### [Page excerpt]
┏━━
Find the derivative of f(x) = 3x^(5/2) + x^(-4) - 3x^(1/2)
Understand the Problem
The question is asking to find the derivative of the function f(x) = 3x^(5/2) + x^(-4) - 3x^(1/2). This requires applying the power rule to each term of the function.
Answer
$f'(x) = \frac{15}{2}x^{\frac{3}{2}} - 4x^{-5} - \frac{3}{2}x^{-\frac{1}{2}}$
Answer for screen readers
$f'(x) = \frac{15}{2}x^{\frac{3}{2}} - 4x^{-5} - \frac{3}{2}x^{-\frac{1}{2}}$
Steps to Solve
- Apply the power rule to the first term
The power rule states that if $f(x) = ax^n$, then $f'(x) = nax^{n-1}$. For the first term, $3x^{5/2}$, we have $a = 3$ and $n = 5/2$. Applying the power rule: $$(3x^{5/2})' = \frac{5}{2} \cdot 3x^{\frac{5}{2}-1} = \frac{15}{2}x^{\frac{3}{2}}$$
- Apply the power rule to the second term
For the second term, $x^{-4}$, we have $a = 1$ and $n = -4$. Applying the power rule: $$(x^{-4})' = -4 \cdot x^{-4-1} = -4x^{-5}$$
- Apply the power rule to the third term
For the third term, $-3x^{1/2}$, we have $a = -3$ and $n = 1/2$. Applying the power rule: $$(-3x^{1/2})' = \frac{1}{2} \cdot (-3)x^{\frac{1}{2}-1} = -\frac{3}{2}x^{-\frac{1}{2}}$$
- Combine the derivatives of each term
Now, we sum up the derivatives of each term to find the derivative of the entire function: $$f'(x) = \frac{15}{2}x^{\frac{3}{2}} - 4x^{-5} - \frac{3}{2}x^{-\frac{1}{2}}$$
$f'(x) = \frac{15}{2}x^{\frac{3}{2}} - 4x^{-5} - \frac{3}{2}x^{-\frac{1}{2}}$
More Information
The derivative represents the instantaneous rate of change of the function $f(x)$ with respect to $x$.
┗━━
### [Exercises]
1) Translate this sentence from the worked solution above into Spanish: "This requires applying the power rule to each term of the function."
2) Repeat the part of the worked solution above from "Understand the Problem" up to and including "of the function.".

### [Recorded information]
┏━━
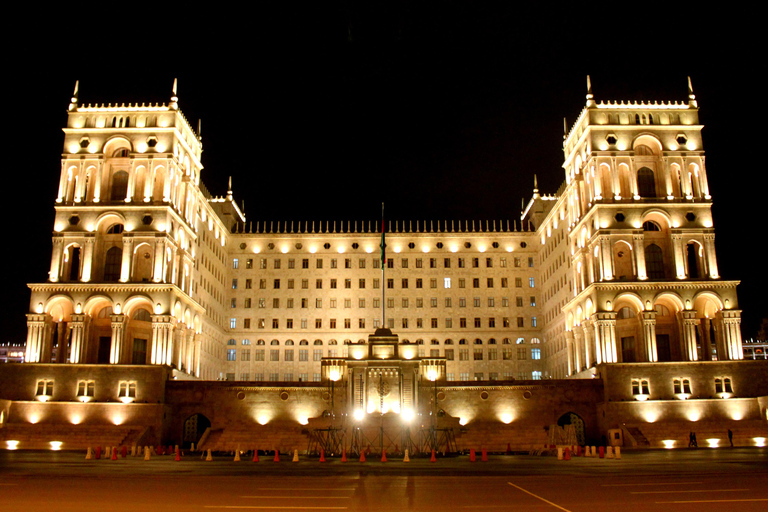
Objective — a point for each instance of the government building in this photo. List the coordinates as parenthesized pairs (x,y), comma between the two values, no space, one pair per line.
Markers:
(599,312)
┗━━
### [Task responses]
1) Esto requiere aplicar la regla de la potencia a cada término de la función.

2)
Understand the Problem
The question is asking to find the derivative of the function f(x) = 3x^(5/2) + x^(-4) - 3x^(1/2). This requires applying the power rule to each term of the function.